--- BEGIN LISTING ---

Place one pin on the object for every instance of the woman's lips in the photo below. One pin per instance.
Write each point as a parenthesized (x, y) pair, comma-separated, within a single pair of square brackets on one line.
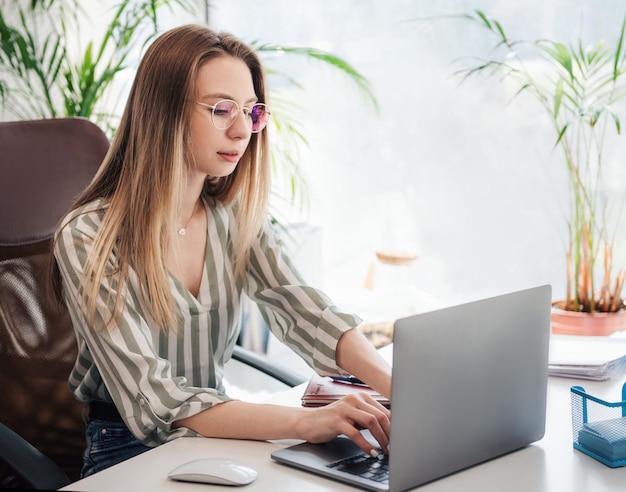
[(230, 156)]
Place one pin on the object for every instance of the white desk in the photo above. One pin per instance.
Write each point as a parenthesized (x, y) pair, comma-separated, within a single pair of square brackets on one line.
[(548, 465)]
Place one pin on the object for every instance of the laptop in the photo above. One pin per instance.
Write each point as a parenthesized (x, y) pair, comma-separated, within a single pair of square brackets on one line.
[(469, 384)]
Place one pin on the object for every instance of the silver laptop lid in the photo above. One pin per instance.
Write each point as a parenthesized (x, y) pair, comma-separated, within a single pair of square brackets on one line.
[(469, 384)]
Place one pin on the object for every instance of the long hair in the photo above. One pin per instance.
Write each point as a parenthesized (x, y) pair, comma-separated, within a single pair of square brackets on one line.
[(143, 176)]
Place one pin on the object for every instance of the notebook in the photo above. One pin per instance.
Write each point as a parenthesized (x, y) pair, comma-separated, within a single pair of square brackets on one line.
[(469, 384)]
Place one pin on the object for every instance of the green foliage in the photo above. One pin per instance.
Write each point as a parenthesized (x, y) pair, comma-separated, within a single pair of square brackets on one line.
[(43, 75), (42, 72), (578, 88)]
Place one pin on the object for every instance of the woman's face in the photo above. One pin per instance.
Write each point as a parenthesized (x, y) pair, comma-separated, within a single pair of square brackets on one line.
[(216, 151)]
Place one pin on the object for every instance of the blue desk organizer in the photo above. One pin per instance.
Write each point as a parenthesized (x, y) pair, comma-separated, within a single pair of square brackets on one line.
[(589, 412)]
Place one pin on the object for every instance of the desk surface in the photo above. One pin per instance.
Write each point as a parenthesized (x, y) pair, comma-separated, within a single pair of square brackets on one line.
[(547, 465)]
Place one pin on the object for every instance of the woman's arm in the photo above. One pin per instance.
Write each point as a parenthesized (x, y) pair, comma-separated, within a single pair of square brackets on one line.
[(242, 420), (356, 355)]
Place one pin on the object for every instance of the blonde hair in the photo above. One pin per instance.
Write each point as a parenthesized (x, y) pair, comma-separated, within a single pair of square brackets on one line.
[(143, 176)]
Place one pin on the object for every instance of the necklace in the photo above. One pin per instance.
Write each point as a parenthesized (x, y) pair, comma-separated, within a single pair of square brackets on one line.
[(183, 230)]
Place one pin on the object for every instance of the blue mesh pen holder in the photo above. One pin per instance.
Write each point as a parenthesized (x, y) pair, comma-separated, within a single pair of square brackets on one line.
[(599, 427)]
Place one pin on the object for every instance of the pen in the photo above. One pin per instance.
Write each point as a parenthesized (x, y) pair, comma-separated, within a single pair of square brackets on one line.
[(348, 380)]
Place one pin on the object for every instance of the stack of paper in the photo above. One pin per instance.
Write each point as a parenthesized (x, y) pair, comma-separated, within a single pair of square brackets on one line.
[(596, 358), (324, 390)]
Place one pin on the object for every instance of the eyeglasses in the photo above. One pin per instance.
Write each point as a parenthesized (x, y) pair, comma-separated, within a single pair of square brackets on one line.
[(225, 112)]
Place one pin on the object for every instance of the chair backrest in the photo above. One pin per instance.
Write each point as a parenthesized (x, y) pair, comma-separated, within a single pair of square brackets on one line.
[(44, 165)]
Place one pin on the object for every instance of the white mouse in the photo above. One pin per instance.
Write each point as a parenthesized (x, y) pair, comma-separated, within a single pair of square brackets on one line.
[(214, 471)]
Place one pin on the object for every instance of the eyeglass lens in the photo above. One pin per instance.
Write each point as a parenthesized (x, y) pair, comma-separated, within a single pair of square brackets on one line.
[(226, 112)]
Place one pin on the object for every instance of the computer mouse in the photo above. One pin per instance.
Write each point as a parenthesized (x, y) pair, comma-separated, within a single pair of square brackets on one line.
[(214, 471)]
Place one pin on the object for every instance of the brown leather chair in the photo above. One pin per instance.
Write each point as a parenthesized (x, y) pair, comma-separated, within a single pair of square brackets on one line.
[(44, 164)]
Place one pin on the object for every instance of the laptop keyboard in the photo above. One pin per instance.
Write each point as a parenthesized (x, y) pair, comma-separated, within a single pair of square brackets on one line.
[(365, 466)]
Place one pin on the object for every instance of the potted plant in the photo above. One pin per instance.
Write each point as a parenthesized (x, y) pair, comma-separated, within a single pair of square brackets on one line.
[(577, 87)]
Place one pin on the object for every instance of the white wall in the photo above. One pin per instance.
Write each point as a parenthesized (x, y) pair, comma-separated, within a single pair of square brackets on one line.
[(466, 175)]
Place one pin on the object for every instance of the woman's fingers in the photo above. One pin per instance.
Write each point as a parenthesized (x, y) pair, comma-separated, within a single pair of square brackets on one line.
[(348, 416)]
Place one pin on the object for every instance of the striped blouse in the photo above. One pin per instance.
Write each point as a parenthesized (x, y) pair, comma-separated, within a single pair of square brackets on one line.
[(155, 378)]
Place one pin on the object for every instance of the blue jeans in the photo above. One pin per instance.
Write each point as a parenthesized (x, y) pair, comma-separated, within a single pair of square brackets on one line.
[(108, 443)]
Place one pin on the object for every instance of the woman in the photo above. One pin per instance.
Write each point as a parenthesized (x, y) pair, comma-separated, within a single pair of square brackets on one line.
[(154, 257)]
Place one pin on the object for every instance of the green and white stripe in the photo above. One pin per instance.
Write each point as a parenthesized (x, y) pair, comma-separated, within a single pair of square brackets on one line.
[(156, 378)]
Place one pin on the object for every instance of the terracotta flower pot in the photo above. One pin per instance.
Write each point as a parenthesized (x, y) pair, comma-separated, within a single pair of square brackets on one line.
[(587, 324)]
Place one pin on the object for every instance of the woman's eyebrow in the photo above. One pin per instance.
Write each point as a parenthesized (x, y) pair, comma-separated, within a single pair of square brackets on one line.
[(221, 95)]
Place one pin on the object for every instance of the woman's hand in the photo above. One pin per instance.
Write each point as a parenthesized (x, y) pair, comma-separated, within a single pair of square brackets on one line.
[(348, 416)]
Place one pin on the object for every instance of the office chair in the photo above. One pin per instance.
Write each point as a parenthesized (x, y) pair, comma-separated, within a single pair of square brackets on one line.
[(44, 165)]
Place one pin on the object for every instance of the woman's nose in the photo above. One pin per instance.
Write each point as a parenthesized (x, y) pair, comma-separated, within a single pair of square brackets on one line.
[(241, 127)]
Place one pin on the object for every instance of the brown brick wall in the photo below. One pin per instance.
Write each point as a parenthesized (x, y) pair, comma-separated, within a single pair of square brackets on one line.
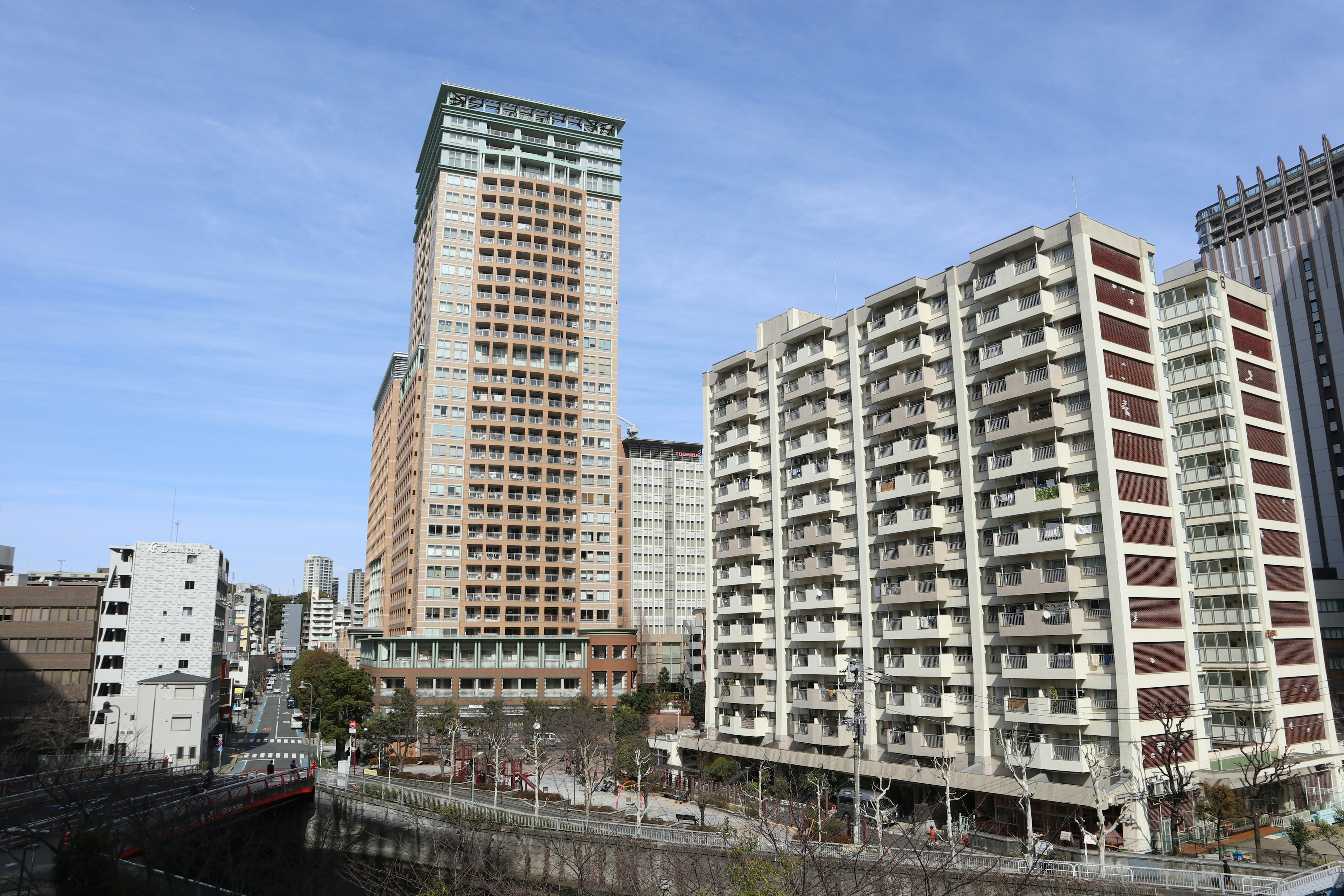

--- END LISTING ---

[REQUEST] Turn the material above into a numbered list with one line per item, skipping blank lines. Leave the pictures out.

[SOLUTION FOR THIS TASK]
1. Place one pin on the object for every instance of the woman's lips in the photo below. One pin per instance.
2. Write each point as a parenthesized (x, y) pair, comma-separated, within a single pair of square brackets on one line.
3. [(230, 156)]
4. Place one pin on the object for every instance of the white desk in the photo above. One pin per instance.
5. Write each point as a parenthesized (x, y) pair, comma-separated, within a single pair of square brackets on one line.
6. [(548, 465)]
7. Place one pin on the object for every instance of the laptop in the photo above. One pin per instance.
8. Write each point as a parenthesized (x, y) pair, comma-separated, within a single pair of square brackets on one line.
9. [(469, 384)]
10. Place one pin on the object for every instance of the silver laptop lid in the photo above. One pin per instance.
11. Write each point as a parenthesized (x, y) pair, comma-separated, within a single pair of square brackets on one line.
12. [(469, 384)]
13. Place one pin on the object for every instance of the long hair in the photo above. One pin per instance.
14. Write each point as a parenthesized (x, y) pair, comma-separated, within a single pair of square brackets on one line.
15. [(143, 176)]
16. Place one pin on the object for every instance of the notebook in the photo above. One pin per instance.
17. Write each point as a parenthesized (x, y) pair, comma-separated, within a single pair of square brackets on one line.
18. [(469, 384)]
19. Place one pin on the object for every instance of the green foliage in the photo above. One pin per instance.
20. Write each point as a parenthesized (x, y) pair, comma-separated, within a single pair of square brackets on one line.
21. [(43, 75), (42, 72), (578, 88)]
22. Place one pin on the object for every instance of the woman's face in the photo above. One pin per instance.
23. Write each point as a parenthesized (x, y) pair, comma-separated, within a single pair of square brackets on one line.
24. [(216, 151)]
25. Place one pin on the object for every instance of the blue desk organizer in the photo above. One pin per instance.
26. Write each point as a parenthesized (x, y) pair, comma-separated, within a single pair of square brackets on one line.
27. [(589, 412)]
28. Place one pin on the object for every instance of the desk surface in the photo above. One pin per instance.
29. Write each point as a parenthesized (x, y) pair, comma-separated, within a single pair of square brackets on one line.
30. [(547, 465)]
31. Place one pin on the object for every instance of the woman's arm in the photo above. One pin per instance.
32. Write each point as a parenthesized (x, y) pair, comma-separated, within a single pair of square brackets on one line.
33. [(242, 420), (356, 355)]
34. Place one pin on the object for every instance of the blonde hair in the photo above. One pin per instance.
35. Write each point as a parenthesized (x, y) pair, comma-separated, within a single pair of square brackets on one line.
36. [(143, 176)]
37. Place one pin on the object for every instance of the necklace in the photo above. One pin per instance.
38. Write each point as a parenthesized (x, y) pair, comma-separated, within a single pair of square brackets on one line.
39. [(183, 230)]
40. Place one pin on the object for every instance of the blue mesh pen holder in the photo above. One pin per instance.
41. Write each point as a parenthesized (x, y) pair, comma-separated, within a single pair of square brackets on one line.
42. [(599, 427)]
43. Place one pin on the object for every instance of the pen in the photo above. One pin per instance.
44. Write each point as a parenthesized (x, y) pair, comma-separated, within a single pair of square brackets on one line.
45. [(348, 380)]
46. Place one pin on the object for every instance of the stack of paper in the photo above. One pin per instance.
47. Write each point as a parenthesized (x, y) pair, comma-separated, within a single pair of square brackets on one line.
48. [(596, 358), (324, 390)]
49. Place one pin on the object for every instance of the eyeglasses in the photo above. One pin per instance.
50. Write each point as a parenthesized (x, y) pair, comma-separated, within a single pair of square brackets on one line.
51. [(225, 112)]
52. Place one pin on the object for every instance of the chair backrest in the photo above. One pin per instance.
53. Write each point as a parenthesized (x, y) pair, comma-separated, within a single pair of square brackets on one line.
54. [(44, 165)]
55. Place one pin on the object for every instance of the white mouse in the photo above. One pin per instance.
56. Write each point as a parenthesized (x, y) pair, comma-separated, within a single pair of square brackets on one line.
57. [(214, 471)]
58. Place one pin on the object for every instance of the eyeglass lens in the photo above. One pin per instance.
59. Write each point as a parenthesized (x, y) pair, comma-separated, within a single pair of square brackets on one line.
60. [(226, 112)]
61. Place one pin on the object for every instance of the computer mouse in the photo above. One pin per instance.
62. Write each point as a parenthesized (x, y) pair, comma-separated, within a single pair of square brackets on one line.
63. [(214, 471)]
64. Place one pin on the object for every instance of the brown leather chair in the photo above. One pin per instance.
65. Write each point as a parenthesized (x, y) pair, comma-separated, within a single pair of square brackets on one line.
66. [(44, 164)]
67. Place one pin on the object for every instance of the laptop keyboard in the photo above. One pin per instance.
68. Write each point as a parenthesized (x, y) pair, comma-separated, within a single pair of square brackets on one line.
69. [(365, 466)]
70. Place one pin on the object for every instance of the potted plant in the photo above. One pin per instance.
71. Write each point as a parenthesized (x, y) pair, comma-separated, within a single pair of square brackets on one line.
72. [(577, 87)]
73. Place one pin on the object for every instance of the white wall in the photo above. One pin per instance.
74. Write each point as a parenthesized (x, y) pair, comma-separated, within a single pair of square brackets on one line.
75. [(466, 175)]
76. Place one pin on the object for every instance of the woman's fingers in the photo above. One pin per instance.
77. Write each point as a parenthesized (x, y) pair, comma-separated, within a single pair of square brackets on one line.
78. [(348, 416)]
79. Place one pin on the object for every instance of the striped blouse in the photo above. One pin per instance.
80. Write each point as a parenthesized (x, y) pair, comma-separated, within a single pair of square brackets on one line.
81. [(155, 378)]
82. Place one pin on the object for every instance of the blue jeans in the photo above. One pin per instance.
83. Write each point as a parenthesized (x, y) pair, comma-separated, within a single pair of square brackets on one line.
84. [(108, 443)]
85. Place one pin on the object for every instance of the woman in the photo above. One pin per instance.
86. Write each point as a parenthesized (x, y) pair, comma-separated, within a single pair of square brackets on one line.
87. [(154, 257)]
88. Place one pin on the object for every instance of the green and white stripe in the photo above. One pin per instance.
89. Write each point as a parenthesized (x, y) pair, comma-separated, within a single pair of square brackets on one line.
90. [(156, 378)]
91. Place one pin on the object for every instance of the terracotta flower pot in the photo above. One pin per instance.
92. Write each point as a parenthesized (x, y) pair, comma-separated, within a single pair of square brackets on one line.
93. [(587, 324)]
94. Place one pin on the object for every instance of the woman's eyebrow in the photo above. One pin per instance.
95. Write each point as a parenthesized (x, y) pair, comma-separated, within a single pair of square brackets on one line.
96. [(221, 95)]
97. Place one pin on the object for every instance of the woman's hand in the photo above. One pin per instance.
98. Write each point as a parenthesized (x, y) pair, comma-separated, within a single pair of square brackets on one line.
99. [(348, 416)]
100. Place one pin on the object for every instance of the office chair in the photo above. One pin per instance.
101. Write each point as a parenthesized (x, y) pair, comma-separated, within a single pair of square brackets on one line.
102. [(44, 165)]
103. Place one pin on the object for every instance of the woman's nose in the photo above. One pin per instance.
104. Write each point as a parenthesized (x, y) pair, comma-separated, within a single pair of square brackets on one line.
105. [(241, 127)]
106. Place one pin on the object for every instance of the brown brick wall in the photo below. One pin per instance.
107. Write each point as a parenthesized (x, y) pair, comma-separated, within a single pair of square brackets on one line.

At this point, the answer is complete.